**Record extracts**.
┏━━

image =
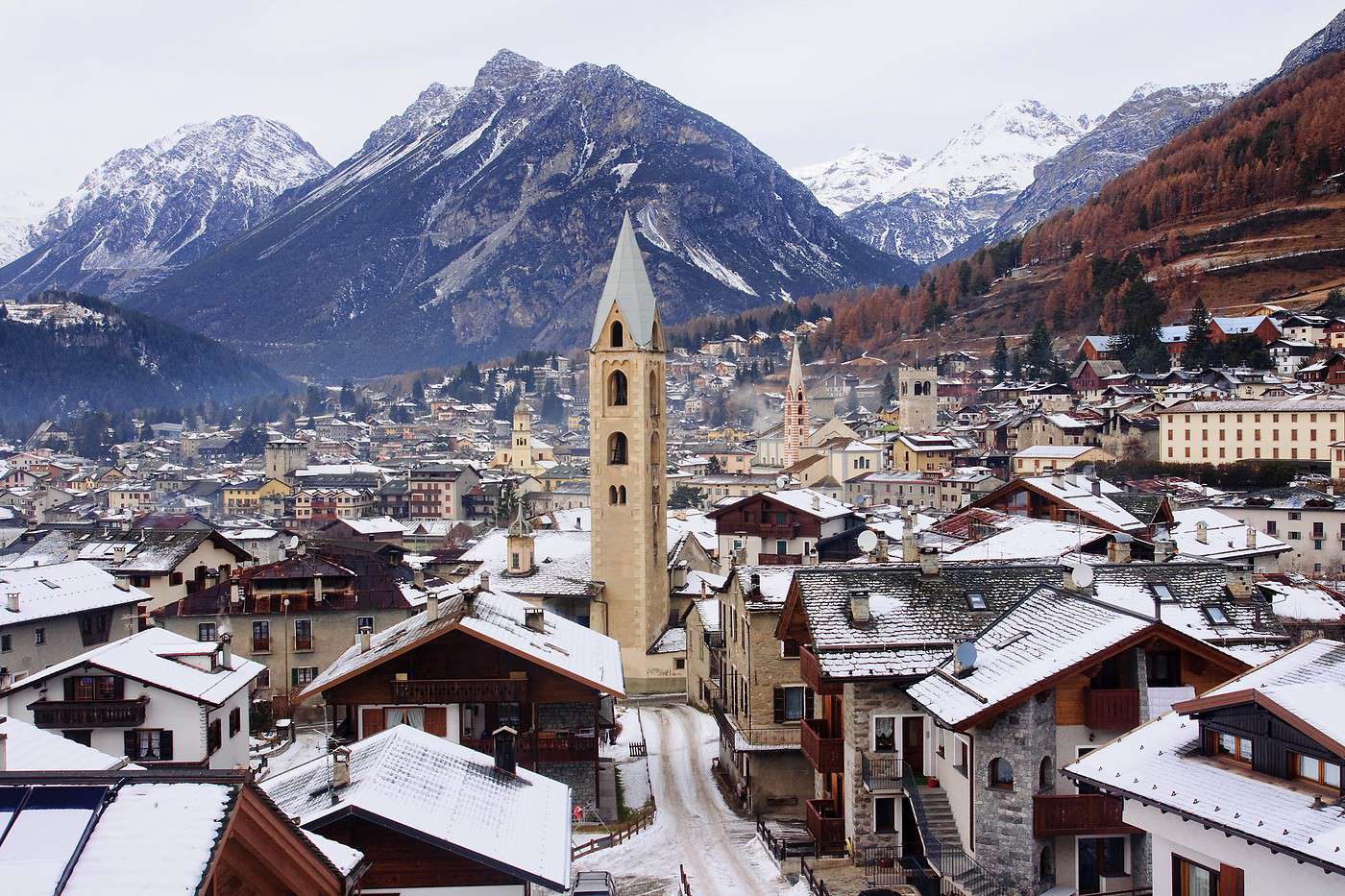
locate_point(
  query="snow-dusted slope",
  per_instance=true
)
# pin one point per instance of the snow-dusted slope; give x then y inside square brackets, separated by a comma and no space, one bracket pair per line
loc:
[17,214]
[1150,117]
[157,207]
[433,107]
[856,178]
[490,230]
[967,184]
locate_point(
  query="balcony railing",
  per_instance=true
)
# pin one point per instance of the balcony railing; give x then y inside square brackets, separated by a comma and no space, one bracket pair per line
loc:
[1076,815]
[1113,708]
[822,745]
[811,673]
[460,690]
[881,772]
[89,714]
[545,747]
[824,825]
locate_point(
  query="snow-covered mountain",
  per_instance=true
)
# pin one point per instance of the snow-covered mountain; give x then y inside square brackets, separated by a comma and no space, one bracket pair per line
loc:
[966,186]
[1150,117]
[490,230]
[158,207]
[433,107]
[856,178]
[17,214]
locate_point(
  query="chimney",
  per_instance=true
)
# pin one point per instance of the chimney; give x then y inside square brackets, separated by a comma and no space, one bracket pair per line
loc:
[504,761]
[1162,550]
[860,607]
[928,561]
[1118,549]
[340,767]
[534,619]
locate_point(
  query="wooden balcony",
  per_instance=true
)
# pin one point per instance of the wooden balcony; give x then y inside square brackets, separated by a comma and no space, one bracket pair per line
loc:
[89,714]
[1112,709]
[824,825]
[460,690]
[545,747]
[811,673]
[1078,815]
[822,745]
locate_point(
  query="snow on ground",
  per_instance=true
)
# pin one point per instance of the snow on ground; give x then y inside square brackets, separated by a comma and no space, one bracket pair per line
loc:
[693,825]
[632,770]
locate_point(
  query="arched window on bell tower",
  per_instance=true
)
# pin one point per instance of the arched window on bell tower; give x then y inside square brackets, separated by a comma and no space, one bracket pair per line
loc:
[616,448]
[616,389]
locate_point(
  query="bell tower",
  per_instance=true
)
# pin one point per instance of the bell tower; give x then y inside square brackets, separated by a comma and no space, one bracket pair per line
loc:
[627,463]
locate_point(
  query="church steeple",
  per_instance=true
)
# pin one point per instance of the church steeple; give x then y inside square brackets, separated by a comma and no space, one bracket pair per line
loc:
[627,470]
[796,420]
[628,289]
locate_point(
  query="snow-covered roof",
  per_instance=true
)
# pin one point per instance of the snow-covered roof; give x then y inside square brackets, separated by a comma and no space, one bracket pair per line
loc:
[60,590]
[446,792]
[159,658]
[1048,633]
[1226,539]
[1161,763]
[31,748]
[498,618]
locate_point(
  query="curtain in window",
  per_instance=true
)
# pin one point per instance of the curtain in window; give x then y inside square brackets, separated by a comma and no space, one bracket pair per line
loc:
[413,715]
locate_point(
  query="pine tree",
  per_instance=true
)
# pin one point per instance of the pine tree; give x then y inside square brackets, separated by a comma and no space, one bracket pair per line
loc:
[1001,358]
[1199,350]
[1142,311]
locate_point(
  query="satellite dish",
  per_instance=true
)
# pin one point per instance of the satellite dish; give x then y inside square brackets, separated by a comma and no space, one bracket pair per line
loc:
[966,654]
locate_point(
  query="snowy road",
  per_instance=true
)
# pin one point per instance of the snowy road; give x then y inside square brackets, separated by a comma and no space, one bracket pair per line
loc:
[693,826]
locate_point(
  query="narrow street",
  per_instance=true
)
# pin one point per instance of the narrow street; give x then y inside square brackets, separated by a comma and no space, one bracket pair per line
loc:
[693,826]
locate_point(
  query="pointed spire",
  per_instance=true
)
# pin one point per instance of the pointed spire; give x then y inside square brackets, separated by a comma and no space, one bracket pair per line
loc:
[795,368]
[628,288]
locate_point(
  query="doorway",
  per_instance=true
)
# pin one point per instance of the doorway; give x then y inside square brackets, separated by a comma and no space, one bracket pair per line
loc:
[912,742]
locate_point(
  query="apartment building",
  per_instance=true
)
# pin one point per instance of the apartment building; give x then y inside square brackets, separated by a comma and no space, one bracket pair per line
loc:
[1217,432]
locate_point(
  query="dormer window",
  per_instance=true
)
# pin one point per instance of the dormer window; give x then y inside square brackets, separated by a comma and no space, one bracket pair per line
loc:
[1315,771]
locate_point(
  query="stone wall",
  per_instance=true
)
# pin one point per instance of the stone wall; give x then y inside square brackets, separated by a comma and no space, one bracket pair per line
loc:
[1004,841]
[580,777]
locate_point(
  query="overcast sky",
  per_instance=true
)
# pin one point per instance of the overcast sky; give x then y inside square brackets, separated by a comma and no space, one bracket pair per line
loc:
[804,81]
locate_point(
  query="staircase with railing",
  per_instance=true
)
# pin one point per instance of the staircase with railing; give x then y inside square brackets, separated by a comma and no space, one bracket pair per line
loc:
[943,846]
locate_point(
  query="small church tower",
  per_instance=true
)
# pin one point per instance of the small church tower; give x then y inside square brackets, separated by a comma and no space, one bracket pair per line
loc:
[521,444]
[627,465]
[796,422]
[917,397]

┗━━

**Stated goal**.
Drop the images and quote the entries word for word.

**Response to this exercise**.
image =
locate_point(
  query="snow-dusted slope",
  per_instance=true
)
# pin one point per instance of the snow-dusted slope; give x then y inside square brackets, separated by a comma and no space, one bracket pair per line
loc:
[17,214]
[1150,117]
[157,207]
[433,107]
[856,178]
[490,230]
[967,184]
locate_point(
  query="balcony railing",
  per_instance=true
)
# pin one point per instance of the balcony railing; give x then y inside square brackets, separated by a comma and no space, one bracket pair per line
loc:
[1076,815]
[1113,708]
[822,745]
[811,673]
[460,690]
[881,772]
[89,714]
[545,747]
[824,825]
locate_point(
  query="snow-covered mountain",
  per_instance=true
)
# pin one point per instance of the snow-covered mountain; give x then y inside square brackets, separated by a comma and no space, one bracket pair per line
loc:
[966,186]
[1150,117]
[490,230]
[158,207]
[433,107]
[856,178]
[17,214]
locate_point(
  query="chimney",
  per_instance=true
)
# pin one point per instance of the chimney; give x then y inside square brackets, separated by a comma and no space, one bracket pair per line
loc:
[504,761]
[1162,550]
[860,607]
[928,561]
[1118,549]
[340,767]
[534,619]
locate_point(
  query="wooden balcony",
  per_instance=true
)
# pin one point per instance of the wooden balcony; give x then y inside square brackets, separated by a comma and no space, one bracket pair per line
loc:
[89,714]
[1112,709]
[824,825]
[460,690]
[545,747]
[811,673]
[1078,815]
[822,745]
locate_point(
  query="snow on ground",
  per_instance=true
)
# pin one point per instance of the snow on ground; give x then y inside square brackets, separated by a comma and no space, one bracket pair per line
loc:
[693,825]
[632,770]
locate_point(
  query="arched window on bell tower",
  per_instance=true
)
# pin one point per instance of the arched window on bell tower; give x then y inside square brackets, separated by a comma and no space, one bracket pair per line
loc:
[616,448]
[616,389]
locate_point(
  query="bell tower",
  per_instance=true
)
# pin one point per instance of the bell tower; give x then y inside square brackets, separated by a comma and no space, one bracket pair per line
loc:
[627,463]
locate_point(
  query="church steeple",
  per_instance=true
)
# pin one point per instance of the church steeple; give x then y inside square brackets, separated by a comma and no space, one bracket pair per line
loc:
[627,470]
[796,420]
[628,289]
locate_point(
  query="snow-covered roof",
  per_instance=true
)
# pin one point per instance of the snow-covered roof; give x then y inside square brackets, separated by a comma and no space, one bracket pair per line
loc:
[60,590]
[446,792]
[159,658]
[1048,633]
[1226,539]
[1161,763]
[31,748]
[498,618]
locate_point(
  query="curtain in window",
  per_instance=true
)
# pin one point per instance of the curtain in window; give x then y inside square brackets, separated by a comma and no space, one bracket pair per line
loc:
[413,715]
locate_point(
  query="pine tree",
  per_instance=true
)
# pin one point per instance of the pine tree; give x then y inside square brackets, separated by a comma and no space, one bracket pair per line
loc:
[1001,358]
[1199,350]
[1142,311]
locate_point(
  query="satellite dish",
  per_instance=true
)
# pin one point per instance of the satellite dish; give x then y inside square brackets, separated by a comma and no space, one bracket pair per line
loc:
[966,654]
locate_point(
  query="snowy road",
  per_instance=true
)
# pin one point per instance of the snowy road; give x then y inside square brackets, separated by a comma and no space, one bracket pair per line
loc:
[693,826]
locate_point(
  query="narrow street",
  per_instance=true
)
# pin one point per instance of the narrow street; give x then y inside square brackets, separated by a comma and no space, one bracket pair per line
loc:
[693,826]
locate_point(
  query="pointed spire",
  per_instance=true
)
# pin one point per instance of the pointed spire; give x then y inside square brackets, separated by a comma and no space, one bracket pair per line
loc:
[795,368]
[628,288]
locate_point(
  query="doorway",
  per_instance=true
)
# pin one point per instance of the doorway; give x then y inside square brackets, separated by a comma and no space, one bracket pair per line
loc:
[912,742]
locate_point(
  query="apartment building",
  per_instance=true
)
# pin one point per instance of the apartment building; give x then y inside square brackets, separated by a comma and no space, one bracket pair per line
loc:
[1217,432]
locate_point(
  query="dormer window",
  per_instance=true
)
# pin one point per instance of the dormer window; give x then y inside square brackets, separated by a comma and no space, one bracket pair per line
loc:
[1315,771]
locate_point(
  query="stone wall",
  per_instance=true
)
# pin one point per instance of the stone wall; give x then y inside square brackets, separated by a comma and no space, one bracket pair per line
loc:
[1004,841]
[580,777]
locate_point(
  query="overcast sky",
  per_instance=true
)
# pin one point per instance of the overcast sky; give x then y inside square brackets, separated by a comma and no space, one bracket pair per line
loc:
[804,81]
locate_point(
  query="staircase with railing",
  per_instance=true
)
# pin one point per instance of the staircase with railing; give x then y inside square brackets, separated by a comma and no space, one bracket pair per line
loc:
[943,846]
locate_point(
  query="small church tower",
  per_instance=true
)
# pin one point per instance of the small church tower; give x then y inside square brackets, separated by a comma and no space, one bracket pair per line
loc:
[521,444]
[627,465]
[796,422]
[917,397]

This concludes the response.